• Source material:
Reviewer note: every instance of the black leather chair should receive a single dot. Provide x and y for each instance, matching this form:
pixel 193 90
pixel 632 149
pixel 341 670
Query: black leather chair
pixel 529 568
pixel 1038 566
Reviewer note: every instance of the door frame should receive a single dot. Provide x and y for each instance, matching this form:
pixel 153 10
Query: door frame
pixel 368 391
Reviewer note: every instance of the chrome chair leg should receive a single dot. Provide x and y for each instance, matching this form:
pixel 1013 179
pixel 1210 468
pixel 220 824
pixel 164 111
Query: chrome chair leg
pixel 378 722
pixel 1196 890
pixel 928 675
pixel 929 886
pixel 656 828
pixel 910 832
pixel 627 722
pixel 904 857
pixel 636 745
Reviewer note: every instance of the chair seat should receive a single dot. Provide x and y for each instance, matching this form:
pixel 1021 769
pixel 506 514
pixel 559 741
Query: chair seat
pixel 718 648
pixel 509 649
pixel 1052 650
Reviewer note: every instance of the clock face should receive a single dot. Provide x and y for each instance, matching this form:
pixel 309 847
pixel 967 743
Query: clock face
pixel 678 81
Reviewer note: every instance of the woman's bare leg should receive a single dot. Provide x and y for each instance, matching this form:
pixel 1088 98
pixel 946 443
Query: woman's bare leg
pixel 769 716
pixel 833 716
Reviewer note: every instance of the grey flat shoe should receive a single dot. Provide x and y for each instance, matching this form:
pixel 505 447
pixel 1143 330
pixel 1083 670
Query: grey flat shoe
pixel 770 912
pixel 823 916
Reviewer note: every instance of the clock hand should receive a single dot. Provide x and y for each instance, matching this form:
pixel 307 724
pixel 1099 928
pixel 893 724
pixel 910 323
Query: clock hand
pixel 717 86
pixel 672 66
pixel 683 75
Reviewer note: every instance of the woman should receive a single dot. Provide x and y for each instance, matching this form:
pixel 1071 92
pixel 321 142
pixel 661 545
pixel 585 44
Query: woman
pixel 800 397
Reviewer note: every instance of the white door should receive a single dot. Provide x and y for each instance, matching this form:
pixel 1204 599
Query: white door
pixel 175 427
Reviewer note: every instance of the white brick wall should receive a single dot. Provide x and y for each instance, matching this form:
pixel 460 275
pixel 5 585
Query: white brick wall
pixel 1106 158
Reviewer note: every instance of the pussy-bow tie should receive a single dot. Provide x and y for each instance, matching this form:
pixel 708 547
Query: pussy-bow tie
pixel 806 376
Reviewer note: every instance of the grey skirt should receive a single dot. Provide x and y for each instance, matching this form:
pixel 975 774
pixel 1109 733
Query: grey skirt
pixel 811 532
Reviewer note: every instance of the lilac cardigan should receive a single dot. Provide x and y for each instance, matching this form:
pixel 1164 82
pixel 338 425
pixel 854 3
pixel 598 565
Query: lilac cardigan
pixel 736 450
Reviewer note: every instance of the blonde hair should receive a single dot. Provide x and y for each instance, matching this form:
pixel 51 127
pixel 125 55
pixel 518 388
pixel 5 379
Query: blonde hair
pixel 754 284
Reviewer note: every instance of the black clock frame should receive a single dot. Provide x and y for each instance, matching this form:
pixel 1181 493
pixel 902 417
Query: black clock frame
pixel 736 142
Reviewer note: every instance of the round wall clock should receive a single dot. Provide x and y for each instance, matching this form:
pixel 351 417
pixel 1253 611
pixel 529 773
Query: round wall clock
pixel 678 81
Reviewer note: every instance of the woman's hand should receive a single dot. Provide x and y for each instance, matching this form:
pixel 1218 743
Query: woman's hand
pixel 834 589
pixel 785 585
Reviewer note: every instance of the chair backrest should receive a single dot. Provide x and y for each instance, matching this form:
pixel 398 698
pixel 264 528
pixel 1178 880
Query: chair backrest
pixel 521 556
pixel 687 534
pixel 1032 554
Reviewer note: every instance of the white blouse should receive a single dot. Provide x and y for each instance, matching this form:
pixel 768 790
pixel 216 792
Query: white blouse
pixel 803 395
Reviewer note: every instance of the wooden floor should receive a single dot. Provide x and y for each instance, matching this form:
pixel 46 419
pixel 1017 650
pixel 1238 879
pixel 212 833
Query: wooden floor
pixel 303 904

• About this exercise:
Word for word, transcribe all of the records.

• Solution:
Reviewer note: every instance of the black leather chair should receive a single dot. Provide x and y for each instance, matching this form:
pixel 193 90
pixel 632 149
pixel 341 670
Query: black leather chair
pixel 529 568
pixel 1038 566
Reviewer note: every instance of the door frame should receive a single dot. Provide x and y for each instance, matching this form:
pixel 153 10
Query: door frame
pixel 368 391
Reviewer note: every instance of the chrome chair leg should receive a single dot. Provide x and y for each instance, matching this form:
pixel 1013 179
pixel 1210 468
pixel 220 824
pixel 164 111
Query: chrome chair leg
pixel 378 722
pixel 1196 890
pixel 928 675
pixel 929 886
pixel 656 828
pixel 910 832
pixel 627 722
pixel 904 857
pixel 636 745
Reviewer note: every instance of the chair seat should receive a single dot. Provide x and y for each instance, matching this form:
pixel 1021 769
pixel 506 514
pixel 559 741
Query: chair seat
pixel 718 648
pixel 509 649
pixel 1052 650
Reviewer note: every instance of the clock face should receive a single dot. Provide x and y for each instance, matching this form:
pixel 309 847
pixel 967 743
Query: clock face
pixel 678 81
Reviewer note: every instance of the woman's bare leg should receive a single dot. Provide x and y for each instance, matching this form:
pixel 1088 98
pixel 946 443
Query: woman's bare leg
pixel 769 716
pixel 833 716
Reviewer note: every instance of the grey flat shoe should receive a single dot. Provide x and y for each instance, matching this form:
pixel 505 447
pixel 1143 330
pixel 1083 670
Query: grey flat shoe
pixel 770 912
pixel 823 916
Reviewer note: every instance of the clock hand should receive a single dot. Provide x and y for each instance, matching this form:
pixel 307 724
pixel 1099 928
pixel 893 724
pixel 910 323
Query: clock hand
pixel 717 86
pixel 672 66
pixel 683 75
Reviewer note: every instance of the woman should receive a single dot. Provide x and y for each instance, matching this form:
pixel 1071 92
pixel 321 142
pixel 661 545
pixel 585 44
Query: woman
pixel 800 397
Reviewer note: every instance of the white door should receive a single dot. Provide x and y for each instance, matching this form:
pixel 1204 599
Query: white door
pixel 175 427
Reviewer note: every instance of the white brick wall should receive a single dot. Provide x and y for each instance, matching this form:
pixel 460 275
pixel 5 585
Query: white brick wall
pixel 1106 158
Reviewer note: every instance of the pussy-bow tie should receive a single dot. Provide x and y for each instance, matching this form:
pixel 708 547
Query: pussy-bow tie
pixel 806 376
Reviewer note: every instance of the grey skirt should receive a single dot. Provide x and y for each instance, matching this form:
pixel 975 774
pixel 1109 733
Query: grey skirt
pixel 811 532
Reviewer note: every instance of the lilac cardigan should receive a single dot. Provide x and y for each instance, matching this form:
pixel 1164 82
pixel 338 425
pixel 854 3
pixel 598 565
Query: lilac cardigan
pixel 736 450
Reviewer note: every instance of the blonde hair should receive a single dot. Provide x and y for each instance, matching this form:
pixel 51 127
pixel 125 55
pixel 518 388
pixel 5 379
Query: blonde hair
pixel 754 284
Reviewer note: every instance of the black clock frame should receive a single dot. Provide x and y for each instance, matching this form:
pixel 1181 493
pixel 902 417
Query: black clock frame
pixel 736 142
Reviewer note: every instance of the round wall clock should receive a single dot. Provide x and y for each instance, matching this form:
pixel 351 417
pixel 1253 611
pixel 529 773
Query: round wall clock
pixel 678 81
Reviewer note: every instance of the woman's hand should receive a single dot. Provide x and y for each instance, matching this form:
pixel 1218 743
Query: woman's hand
pixel 834 589
pixel 785 585
Reviewer note: every instance of the chair backrest should receive a single dot. Provide x and y for each instance, matching this form:
pixel 398 698
pixel 264 528
pixel 1178 880
Query: chair backrest
pixel 521 556
pixel 687 534
pixel 1032 554
Reviewer note: every instance of the white blouse should receive a single dot. Provide x and y for each instance, matching this form:
pixel 768 790
pixel 216 792
Query: white blouse
pixel 803 395
Reviewer note: every instance of the wooden floor should receive a single dot. Provide x and y for each instance, matching this form:
pixel 46 419
pixel 1017 650
pixel 1238 879
pixel 212 833
Query: wooden floor
pixel 303 904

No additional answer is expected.